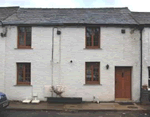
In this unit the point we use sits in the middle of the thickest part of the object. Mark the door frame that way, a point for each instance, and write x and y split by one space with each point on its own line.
131 67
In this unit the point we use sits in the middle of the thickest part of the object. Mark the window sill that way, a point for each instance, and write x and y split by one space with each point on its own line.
92 84
22 48
23 85
92 48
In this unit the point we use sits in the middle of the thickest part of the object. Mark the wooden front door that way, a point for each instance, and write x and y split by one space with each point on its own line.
123 83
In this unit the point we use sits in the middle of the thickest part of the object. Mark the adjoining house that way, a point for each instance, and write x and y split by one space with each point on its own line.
92 52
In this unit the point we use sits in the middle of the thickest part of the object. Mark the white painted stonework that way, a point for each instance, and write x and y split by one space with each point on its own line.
117 49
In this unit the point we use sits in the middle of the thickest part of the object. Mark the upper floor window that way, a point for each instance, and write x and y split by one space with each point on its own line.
93 37
24 37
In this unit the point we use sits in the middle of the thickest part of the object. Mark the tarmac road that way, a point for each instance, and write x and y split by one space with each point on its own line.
15 113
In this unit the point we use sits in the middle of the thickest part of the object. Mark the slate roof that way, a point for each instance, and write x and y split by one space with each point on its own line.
142 17
51 16
61 16
7 11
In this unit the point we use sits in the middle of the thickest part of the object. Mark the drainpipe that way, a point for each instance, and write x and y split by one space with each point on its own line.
1 23
52 59
141 62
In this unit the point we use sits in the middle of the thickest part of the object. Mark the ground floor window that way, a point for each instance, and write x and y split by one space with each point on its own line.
23 73
92 74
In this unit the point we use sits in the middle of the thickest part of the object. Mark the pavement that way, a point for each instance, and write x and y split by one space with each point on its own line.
85 106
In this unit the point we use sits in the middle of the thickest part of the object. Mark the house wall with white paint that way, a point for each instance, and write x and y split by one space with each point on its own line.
117 49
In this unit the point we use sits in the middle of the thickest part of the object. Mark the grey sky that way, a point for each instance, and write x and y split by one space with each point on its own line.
134 5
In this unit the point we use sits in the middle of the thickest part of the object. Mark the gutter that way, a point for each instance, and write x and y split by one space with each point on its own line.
141 61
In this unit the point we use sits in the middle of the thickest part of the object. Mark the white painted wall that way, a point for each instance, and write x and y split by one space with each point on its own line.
117 49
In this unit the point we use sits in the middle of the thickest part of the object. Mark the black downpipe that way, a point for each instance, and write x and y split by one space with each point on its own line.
52 59
1 23
141 62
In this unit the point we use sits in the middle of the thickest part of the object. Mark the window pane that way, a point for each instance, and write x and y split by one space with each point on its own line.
24 72
28 36
28 39
20 72
88 36
96 36
27 72
21 35
88 72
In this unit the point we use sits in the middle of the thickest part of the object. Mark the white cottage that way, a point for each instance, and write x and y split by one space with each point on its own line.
92 52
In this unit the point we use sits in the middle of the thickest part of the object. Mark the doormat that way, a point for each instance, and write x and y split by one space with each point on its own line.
126 103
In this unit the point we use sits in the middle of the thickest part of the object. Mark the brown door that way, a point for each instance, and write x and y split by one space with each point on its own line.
123 83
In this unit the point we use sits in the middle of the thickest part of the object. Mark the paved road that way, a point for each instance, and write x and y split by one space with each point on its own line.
10 113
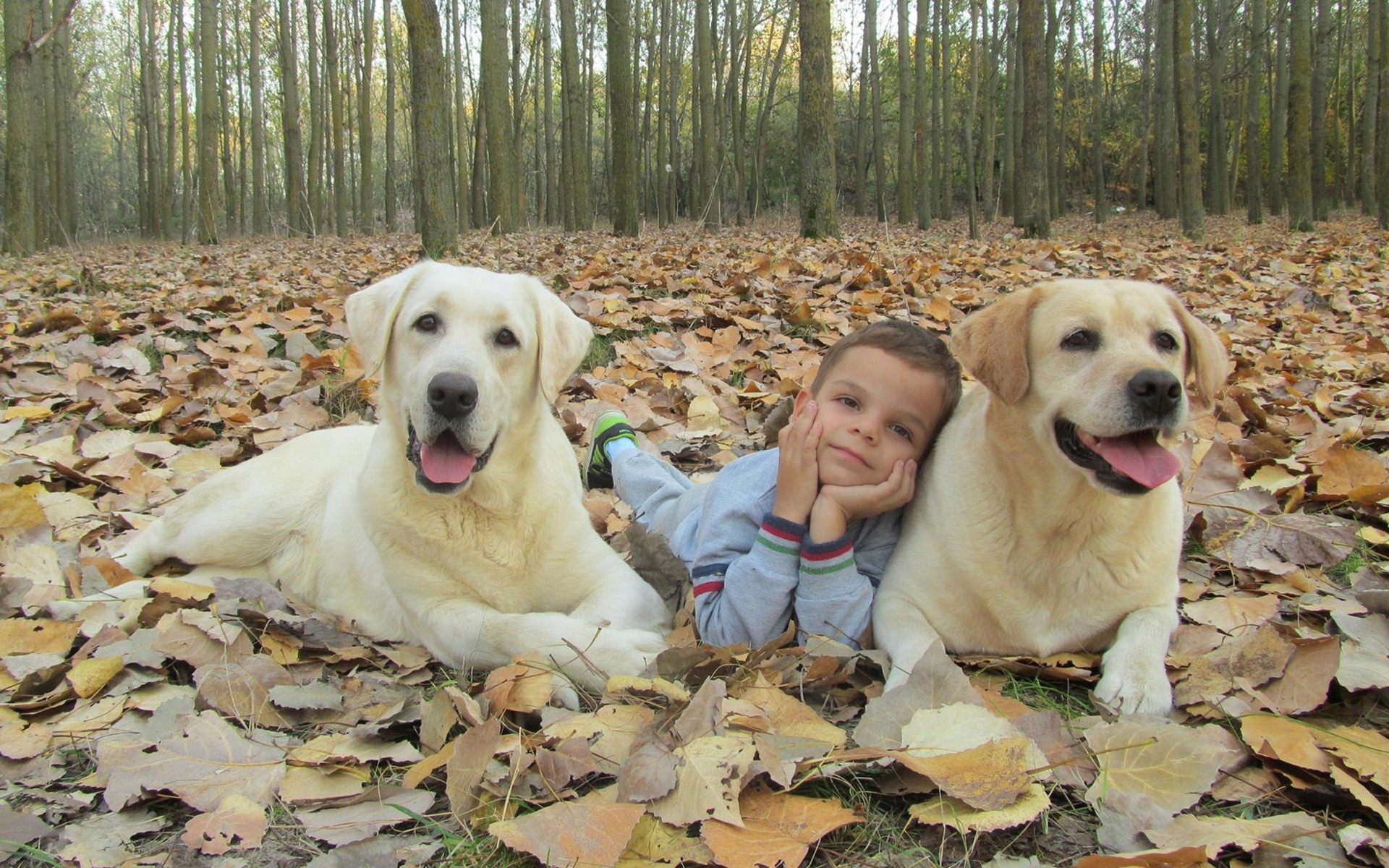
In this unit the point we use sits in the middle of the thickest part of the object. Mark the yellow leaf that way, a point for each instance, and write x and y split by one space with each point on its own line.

# ASSIGNMENT
Repeat every record exactly, but not the pictures.

# SOLVED PROBLEM
In this unit the point we use sits in the middle of the thickest part of the object. Mark the door frame that way, a point for each instance, and write x and y split by one space with each point on its own line.
131 67
In this unit the point we use sits in the middle of the thickest part of the object. Mark the window sill that way, a point for each instance, and write x and y split by one space with each point on its own line.
92 84
22 48
23 85
92 48
In this unit the point we use sits in the middle of the thickest part of the object. Mark the wooden front door that way, a point for each instance, and write x and y split by one space with each point on its own line.
123 83
In this unit the point we use sits in the middle of the thickest part of the object. Mark the adjoining house that way, a point for each instance, and write x and y split by one space with each point on its own line.
92 52
In this unit the point we use sits in the middle of the thickest part of the object. Mark the white painted stonework that way, a point for each instance, and write x and y split by one space with each point on its own line.
117 49
In this unit the point we use sits in the middle of the thickest part of the object. Mark the upper floor window that way, a point for each instance, and write x and y split by one space with each point on its own line.
93 37
24 37
In this unit the point we use sits in the middle of the thickest part of the object. Mark the tarmac road that way, a point for each instance, and write x and y split by one space with each point on its own line.
15 113
In this unit the point we use sits in the middle of the thickest part of the object. Mark the slate roof that way, a point for each instance, and write x and y split by one space with each point on its own line.
142 17
51 16
61 16
7 11
In this unit the point we use sits in the middle of the thickest part of the object. Mark the drainpipe that way, a point for each instance, and write x and y split by one space with each point on its own line.
1 23
52 59
141 62
In this unit the point we use sits in the middle of the thickest part of the object. Mark the ground floor window that way, a point for each instance, and write x and y split by one space with each point on its own line.
23 73
92 74
In this unit the point we use sits in the middle of the thickest part of the object. Mark the pavement that way, a point for each instance, and write x and y split by one space with each point on its own line.
85 106
In this unit the point we use sits in the middle of the thickest part of the object. Mark the house wall with white paint that way, a point for each instance, and write x and y split by one space with each point on its own line.
117 49
In this unit the point we use sits in the middle of the thickest part of the object. Mark the grey sky that way, a point for each instance, and write x and y split by one space with each point on its own line.
134 5
In this unit the point we use sits in the middle of the thickest part of the object. Mark the gutter that way, a point for each instance, and write x and y split by one space with each point on its own line.
141 61
In this unit the point we use sits in the middle of the thickest part of the object. Mark the white painted wall that way, a point for each instance, and write x and y split by one space with each point on its own line.
117 49
In this unit the point we use sits in the middle of the thickest part of the object. Mark the black downpipe that way, a point for each instance, and write x and y split by one space with each point on its own line.
52 59
1 23
141 62
In this unit the point we use sits in the middle of the thickest part of the object. Mark the window pane that way, a point for each instance, and write x and y split by one space with each point on its own line.
24 72
28 36
28 39
20 72
88 36
96 36
27 72
21 35
88 72
In this unit the point we use sits in the middle of the thickest part of the object. Mark the white cottage that way, a point for each instance, and write x and y split by one space with each point on its own line.
92 52
In this unit the point we use sits in the middle of the thickest part of the object. Mark the doormat that way, a point for each instance, and write x and y split by one space with each point on its own line.
126 103
In this unit the point we use sits in the middle of the thickest part of the object. Mark the brown door that way, a point for each instance, and write x and y split by one space with each point on its own line.
123 83
In this unit the point we use sits in the middle of the thickest part of the object. Mark the paved road that way, a point for each instance, and write x and y split by one space with each point on its own line.
10 113
In this unit the point we use sits in the middle of the thickest part of the object. Mark the yellow leaf that way, a point for each instance, and write x and y split by one space with each point on its own line.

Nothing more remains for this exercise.